■ Written problem ■
Below are the rows. List each line of them that contains the word "yellow", paying attention to case.

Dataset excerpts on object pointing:
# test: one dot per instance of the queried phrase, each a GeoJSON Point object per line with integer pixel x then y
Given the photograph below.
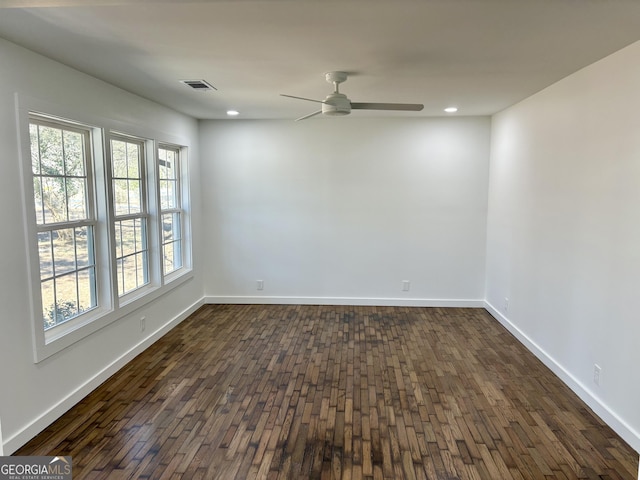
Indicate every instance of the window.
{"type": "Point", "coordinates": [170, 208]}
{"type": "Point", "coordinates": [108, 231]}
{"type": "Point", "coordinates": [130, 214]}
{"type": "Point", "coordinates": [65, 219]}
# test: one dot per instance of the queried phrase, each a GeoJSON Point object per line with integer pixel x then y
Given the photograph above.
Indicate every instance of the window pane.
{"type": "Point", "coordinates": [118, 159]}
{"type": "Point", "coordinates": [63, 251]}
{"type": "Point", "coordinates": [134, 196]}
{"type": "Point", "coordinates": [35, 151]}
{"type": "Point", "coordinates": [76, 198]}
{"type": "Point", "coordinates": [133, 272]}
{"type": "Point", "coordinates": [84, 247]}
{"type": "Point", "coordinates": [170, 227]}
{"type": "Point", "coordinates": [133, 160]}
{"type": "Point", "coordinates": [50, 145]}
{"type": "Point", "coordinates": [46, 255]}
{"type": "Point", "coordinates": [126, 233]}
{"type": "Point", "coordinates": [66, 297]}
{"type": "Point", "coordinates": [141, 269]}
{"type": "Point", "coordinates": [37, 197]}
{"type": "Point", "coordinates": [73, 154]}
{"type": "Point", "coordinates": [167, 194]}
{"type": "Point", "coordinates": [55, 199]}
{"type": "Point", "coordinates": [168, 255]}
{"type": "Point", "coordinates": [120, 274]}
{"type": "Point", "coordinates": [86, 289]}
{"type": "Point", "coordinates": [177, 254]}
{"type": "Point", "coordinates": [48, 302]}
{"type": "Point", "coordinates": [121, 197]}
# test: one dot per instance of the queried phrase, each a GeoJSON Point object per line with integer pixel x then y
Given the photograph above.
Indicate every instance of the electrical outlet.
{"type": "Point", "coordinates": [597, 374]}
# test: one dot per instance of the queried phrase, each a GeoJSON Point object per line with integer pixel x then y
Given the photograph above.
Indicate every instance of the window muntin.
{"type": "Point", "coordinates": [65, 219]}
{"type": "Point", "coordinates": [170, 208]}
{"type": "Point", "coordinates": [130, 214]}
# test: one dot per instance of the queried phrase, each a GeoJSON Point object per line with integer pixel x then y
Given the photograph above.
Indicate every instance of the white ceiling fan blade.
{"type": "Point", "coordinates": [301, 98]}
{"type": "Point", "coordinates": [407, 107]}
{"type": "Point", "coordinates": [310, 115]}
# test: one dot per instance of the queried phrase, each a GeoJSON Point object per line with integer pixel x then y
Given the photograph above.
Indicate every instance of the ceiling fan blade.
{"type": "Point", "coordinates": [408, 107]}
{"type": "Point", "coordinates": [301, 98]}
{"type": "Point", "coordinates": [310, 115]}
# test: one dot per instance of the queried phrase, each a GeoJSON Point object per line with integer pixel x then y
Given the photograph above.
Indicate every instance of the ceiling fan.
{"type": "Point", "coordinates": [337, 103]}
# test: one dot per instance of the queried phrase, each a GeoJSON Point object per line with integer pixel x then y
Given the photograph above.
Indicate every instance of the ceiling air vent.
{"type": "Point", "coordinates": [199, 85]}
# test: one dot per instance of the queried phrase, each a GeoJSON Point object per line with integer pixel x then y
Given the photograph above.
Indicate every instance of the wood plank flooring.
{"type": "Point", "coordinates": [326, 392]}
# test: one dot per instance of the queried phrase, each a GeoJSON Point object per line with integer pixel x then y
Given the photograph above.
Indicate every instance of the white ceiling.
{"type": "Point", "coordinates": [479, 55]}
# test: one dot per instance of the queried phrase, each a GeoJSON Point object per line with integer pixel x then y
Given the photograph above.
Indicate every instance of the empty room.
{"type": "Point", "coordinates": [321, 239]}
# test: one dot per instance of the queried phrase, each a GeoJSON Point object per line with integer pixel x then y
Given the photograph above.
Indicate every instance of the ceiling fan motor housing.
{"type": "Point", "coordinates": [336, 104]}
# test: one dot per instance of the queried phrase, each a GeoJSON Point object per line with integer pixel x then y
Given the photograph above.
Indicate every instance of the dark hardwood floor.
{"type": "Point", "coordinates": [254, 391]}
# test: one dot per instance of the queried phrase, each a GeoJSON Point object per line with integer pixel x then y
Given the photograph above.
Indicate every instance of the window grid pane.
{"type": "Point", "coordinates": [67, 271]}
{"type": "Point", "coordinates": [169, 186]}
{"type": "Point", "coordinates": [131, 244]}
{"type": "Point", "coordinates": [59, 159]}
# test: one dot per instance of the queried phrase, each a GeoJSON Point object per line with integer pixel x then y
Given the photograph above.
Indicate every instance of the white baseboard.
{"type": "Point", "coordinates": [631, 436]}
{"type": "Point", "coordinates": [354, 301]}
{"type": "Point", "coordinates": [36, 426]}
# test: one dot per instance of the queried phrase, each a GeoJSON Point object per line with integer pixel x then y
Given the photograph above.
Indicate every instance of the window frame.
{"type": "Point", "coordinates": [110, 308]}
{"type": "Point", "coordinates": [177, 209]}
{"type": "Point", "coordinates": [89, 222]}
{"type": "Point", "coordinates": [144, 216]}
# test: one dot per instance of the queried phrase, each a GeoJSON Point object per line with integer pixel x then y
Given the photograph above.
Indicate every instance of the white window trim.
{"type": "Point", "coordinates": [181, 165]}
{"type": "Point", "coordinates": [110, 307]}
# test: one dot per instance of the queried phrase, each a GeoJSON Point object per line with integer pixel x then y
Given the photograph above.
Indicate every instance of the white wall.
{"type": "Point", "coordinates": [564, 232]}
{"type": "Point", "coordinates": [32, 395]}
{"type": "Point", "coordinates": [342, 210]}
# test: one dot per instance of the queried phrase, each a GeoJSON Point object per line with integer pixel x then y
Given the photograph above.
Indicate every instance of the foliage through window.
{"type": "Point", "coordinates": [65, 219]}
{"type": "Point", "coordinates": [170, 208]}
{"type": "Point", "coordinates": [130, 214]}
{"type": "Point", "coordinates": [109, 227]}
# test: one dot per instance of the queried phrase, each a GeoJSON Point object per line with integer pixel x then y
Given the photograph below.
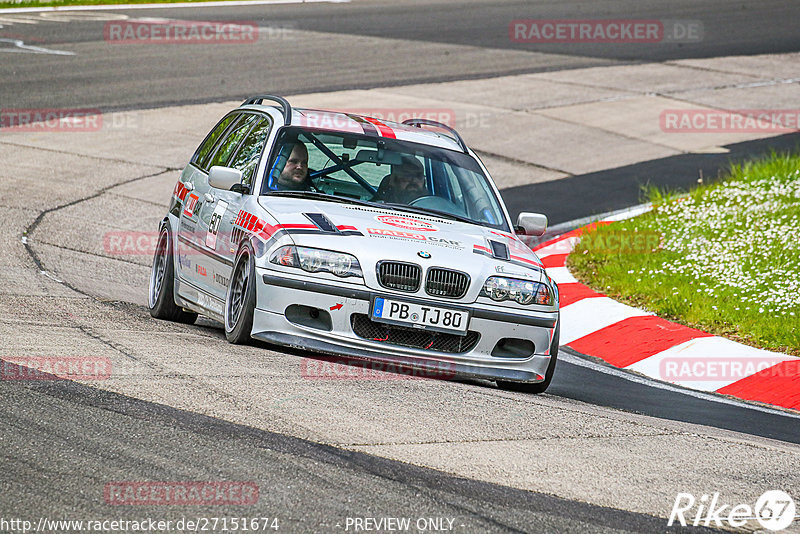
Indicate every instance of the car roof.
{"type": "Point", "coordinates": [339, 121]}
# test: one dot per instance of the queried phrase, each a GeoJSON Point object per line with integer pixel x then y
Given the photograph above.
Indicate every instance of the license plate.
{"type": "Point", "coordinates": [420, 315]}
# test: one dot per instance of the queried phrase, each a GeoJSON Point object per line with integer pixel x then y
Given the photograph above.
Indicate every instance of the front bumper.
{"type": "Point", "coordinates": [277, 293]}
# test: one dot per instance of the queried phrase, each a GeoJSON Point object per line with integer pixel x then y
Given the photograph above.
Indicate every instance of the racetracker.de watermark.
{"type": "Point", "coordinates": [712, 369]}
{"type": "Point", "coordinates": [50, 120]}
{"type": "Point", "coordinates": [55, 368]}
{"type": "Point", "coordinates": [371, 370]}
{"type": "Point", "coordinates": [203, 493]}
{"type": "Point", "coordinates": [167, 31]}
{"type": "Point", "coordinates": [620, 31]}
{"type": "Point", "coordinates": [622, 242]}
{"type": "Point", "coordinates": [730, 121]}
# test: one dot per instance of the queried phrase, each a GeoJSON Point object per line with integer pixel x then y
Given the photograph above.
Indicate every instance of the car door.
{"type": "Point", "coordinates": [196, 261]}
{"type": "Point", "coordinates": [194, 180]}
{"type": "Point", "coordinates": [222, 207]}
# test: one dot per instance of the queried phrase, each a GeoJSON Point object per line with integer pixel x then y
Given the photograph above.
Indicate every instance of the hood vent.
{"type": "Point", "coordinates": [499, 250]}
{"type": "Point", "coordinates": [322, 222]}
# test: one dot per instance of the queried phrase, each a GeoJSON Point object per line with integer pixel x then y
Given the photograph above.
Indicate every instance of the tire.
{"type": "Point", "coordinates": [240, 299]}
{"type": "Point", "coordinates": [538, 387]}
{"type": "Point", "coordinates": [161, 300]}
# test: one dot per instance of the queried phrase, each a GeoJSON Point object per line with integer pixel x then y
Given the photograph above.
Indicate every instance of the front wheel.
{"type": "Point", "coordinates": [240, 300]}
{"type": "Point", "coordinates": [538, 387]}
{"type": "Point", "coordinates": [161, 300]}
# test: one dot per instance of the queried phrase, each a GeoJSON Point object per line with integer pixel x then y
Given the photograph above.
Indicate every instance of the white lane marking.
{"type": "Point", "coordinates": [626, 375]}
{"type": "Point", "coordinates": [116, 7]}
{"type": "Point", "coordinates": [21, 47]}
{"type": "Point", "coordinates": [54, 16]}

---

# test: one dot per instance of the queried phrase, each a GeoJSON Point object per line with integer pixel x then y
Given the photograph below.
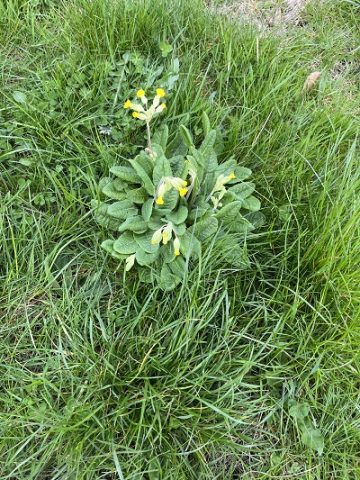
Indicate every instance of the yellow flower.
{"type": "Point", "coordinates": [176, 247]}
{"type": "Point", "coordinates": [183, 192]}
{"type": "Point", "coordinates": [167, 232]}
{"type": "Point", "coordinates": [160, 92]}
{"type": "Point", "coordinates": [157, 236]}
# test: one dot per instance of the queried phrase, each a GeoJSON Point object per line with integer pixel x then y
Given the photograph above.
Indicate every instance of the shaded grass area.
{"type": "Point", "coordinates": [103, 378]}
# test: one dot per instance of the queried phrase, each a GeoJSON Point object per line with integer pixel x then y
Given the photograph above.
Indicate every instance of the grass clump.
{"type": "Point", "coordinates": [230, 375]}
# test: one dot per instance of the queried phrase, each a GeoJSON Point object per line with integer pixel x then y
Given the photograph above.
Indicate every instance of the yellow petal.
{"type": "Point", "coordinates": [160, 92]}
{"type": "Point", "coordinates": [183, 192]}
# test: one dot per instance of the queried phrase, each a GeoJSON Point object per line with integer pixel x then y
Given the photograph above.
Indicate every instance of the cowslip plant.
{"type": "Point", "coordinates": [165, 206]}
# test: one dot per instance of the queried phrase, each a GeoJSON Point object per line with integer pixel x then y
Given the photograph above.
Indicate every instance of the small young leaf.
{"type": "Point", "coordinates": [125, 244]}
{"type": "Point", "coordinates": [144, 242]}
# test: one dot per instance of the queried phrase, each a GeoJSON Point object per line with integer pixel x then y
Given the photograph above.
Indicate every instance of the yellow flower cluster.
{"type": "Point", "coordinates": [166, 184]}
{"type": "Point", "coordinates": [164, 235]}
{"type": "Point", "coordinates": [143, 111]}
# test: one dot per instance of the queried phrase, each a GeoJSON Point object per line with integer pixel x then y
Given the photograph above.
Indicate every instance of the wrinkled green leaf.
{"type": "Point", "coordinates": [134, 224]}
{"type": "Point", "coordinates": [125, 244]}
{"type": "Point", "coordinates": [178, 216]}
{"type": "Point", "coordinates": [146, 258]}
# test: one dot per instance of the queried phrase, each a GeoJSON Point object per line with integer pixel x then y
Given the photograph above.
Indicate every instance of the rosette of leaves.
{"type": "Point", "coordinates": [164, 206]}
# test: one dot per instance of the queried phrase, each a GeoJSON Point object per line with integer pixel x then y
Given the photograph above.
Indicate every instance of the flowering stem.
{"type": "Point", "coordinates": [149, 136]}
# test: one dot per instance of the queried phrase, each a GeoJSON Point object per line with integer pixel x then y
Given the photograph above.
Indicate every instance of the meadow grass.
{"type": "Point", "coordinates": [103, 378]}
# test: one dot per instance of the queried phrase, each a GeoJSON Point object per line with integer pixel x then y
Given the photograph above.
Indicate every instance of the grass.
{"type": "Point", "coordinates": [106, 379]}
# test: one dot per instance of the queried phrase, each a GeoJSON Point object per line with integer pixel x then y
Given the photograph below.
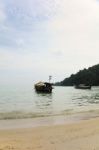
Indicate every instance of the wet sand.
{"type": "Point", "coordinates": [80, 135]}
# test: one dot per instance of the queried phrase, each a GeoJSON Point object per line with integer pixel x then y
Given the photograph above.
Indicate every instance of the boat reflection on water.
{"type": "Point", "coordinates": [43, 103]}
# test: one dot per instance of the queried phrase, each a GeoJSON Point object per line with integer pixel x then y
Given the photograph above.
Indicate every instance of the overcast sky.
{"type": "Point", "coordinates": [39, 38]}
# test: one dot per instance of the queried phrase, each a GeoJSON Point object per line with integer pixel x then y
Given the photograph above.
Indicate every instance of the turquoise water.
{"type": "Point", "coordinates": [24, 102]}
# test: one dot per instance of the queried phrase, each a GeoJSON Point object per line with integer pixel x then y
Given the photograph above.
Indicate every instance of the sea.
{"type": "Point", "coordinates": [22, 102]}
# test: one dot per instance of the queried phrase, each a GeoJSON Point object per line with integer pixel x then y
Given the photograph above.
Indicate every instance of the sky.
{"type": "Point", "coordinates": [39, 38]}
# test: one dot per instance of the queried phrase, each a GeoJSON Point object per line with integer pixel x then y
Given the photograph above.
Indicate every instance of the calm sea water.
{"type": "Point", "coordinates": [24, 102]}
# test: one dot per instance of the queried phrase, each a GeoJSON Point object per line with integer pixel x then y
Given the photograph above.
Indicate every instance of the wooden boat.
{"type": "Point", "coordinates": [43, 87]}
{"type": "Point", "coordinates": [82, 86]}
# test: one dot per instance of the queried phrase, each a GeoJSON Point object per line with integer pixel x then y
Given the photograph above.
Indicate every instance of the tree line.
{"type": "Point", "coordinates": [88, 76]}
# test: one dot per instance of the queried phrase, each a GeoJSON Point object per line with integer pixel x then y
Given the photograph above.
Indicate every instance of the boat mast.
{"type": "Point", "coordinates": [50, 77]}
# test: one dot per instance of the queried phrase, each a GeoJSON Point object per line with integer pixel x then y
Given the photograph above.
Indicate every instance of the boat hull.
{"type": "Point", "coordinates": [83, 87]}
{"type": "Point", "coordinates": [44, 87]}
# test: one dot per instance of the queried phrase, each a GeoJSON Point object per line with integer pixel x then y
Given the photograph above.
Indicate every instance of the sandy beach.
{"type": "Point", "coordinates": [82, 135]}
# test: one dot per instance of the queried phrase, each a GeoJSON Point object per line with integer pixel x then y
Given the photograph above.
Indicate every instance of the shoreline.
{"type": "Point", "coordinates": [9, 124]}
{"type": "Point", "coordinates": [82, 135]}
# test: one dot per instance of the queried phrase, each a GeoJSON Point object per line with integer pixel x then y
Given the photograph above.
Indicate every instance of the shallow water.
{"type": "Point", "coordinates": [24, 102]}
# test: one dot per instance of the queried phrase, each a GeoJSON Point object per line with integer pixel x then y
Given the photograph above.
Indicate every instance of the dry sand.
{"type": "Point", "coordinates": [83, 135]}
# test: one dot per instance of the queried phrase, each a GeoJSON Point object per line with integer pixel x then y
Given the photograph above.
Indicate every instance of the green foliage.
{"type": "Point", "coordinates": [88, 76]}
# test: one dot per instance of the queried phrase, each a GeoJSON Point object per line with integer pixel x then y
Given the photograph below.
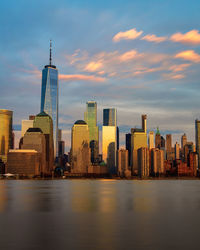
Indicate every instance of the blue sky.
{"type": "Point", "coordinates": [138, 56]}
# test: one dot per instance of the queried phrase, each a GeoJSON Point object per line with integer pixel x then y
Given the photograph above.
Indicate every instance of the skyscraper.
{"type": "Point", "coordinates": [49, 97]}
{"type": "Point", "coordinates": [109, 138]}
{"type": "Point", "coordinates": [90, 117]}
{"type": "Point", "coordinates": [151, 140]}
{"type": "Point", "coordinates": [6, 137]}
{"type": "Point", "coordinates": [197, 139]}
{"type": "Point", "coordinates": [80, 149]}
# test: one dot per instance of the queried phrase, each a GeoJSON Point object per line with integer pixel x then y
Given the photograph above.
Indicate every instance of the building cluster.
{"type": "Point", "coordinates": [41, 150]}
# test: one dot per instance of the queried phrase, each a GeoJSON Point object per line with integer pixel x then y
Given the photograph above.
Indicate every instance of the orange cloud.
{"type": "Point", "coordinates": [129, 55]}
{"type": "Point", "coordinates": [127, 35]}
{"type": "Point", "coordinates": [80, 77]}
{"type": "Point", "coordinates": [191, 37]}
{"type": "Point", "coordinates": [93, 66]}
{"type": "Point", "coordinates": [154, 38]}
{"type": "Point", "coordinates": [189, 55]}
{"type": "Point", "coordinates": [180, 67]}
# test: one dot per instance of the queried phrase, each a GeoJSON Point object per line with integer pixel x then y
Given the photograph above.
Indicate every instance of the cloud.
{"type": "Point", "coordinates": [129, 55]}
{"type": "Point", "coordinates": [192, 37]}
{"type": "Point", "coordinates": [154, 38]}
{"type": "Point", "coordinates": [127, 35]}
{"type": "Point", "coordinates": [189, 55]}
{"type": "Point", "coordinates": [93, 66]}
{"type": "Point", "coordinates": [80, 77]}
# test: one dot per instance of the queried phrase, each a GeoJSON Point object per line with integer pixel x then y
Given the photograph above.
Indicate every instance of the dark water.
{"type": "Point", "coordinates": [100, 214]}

■ The response ■
Indicate every instance of the yellow flower.
Indicate every instance of the yellow petal.
Indicate every instance of the yellow flower cluster.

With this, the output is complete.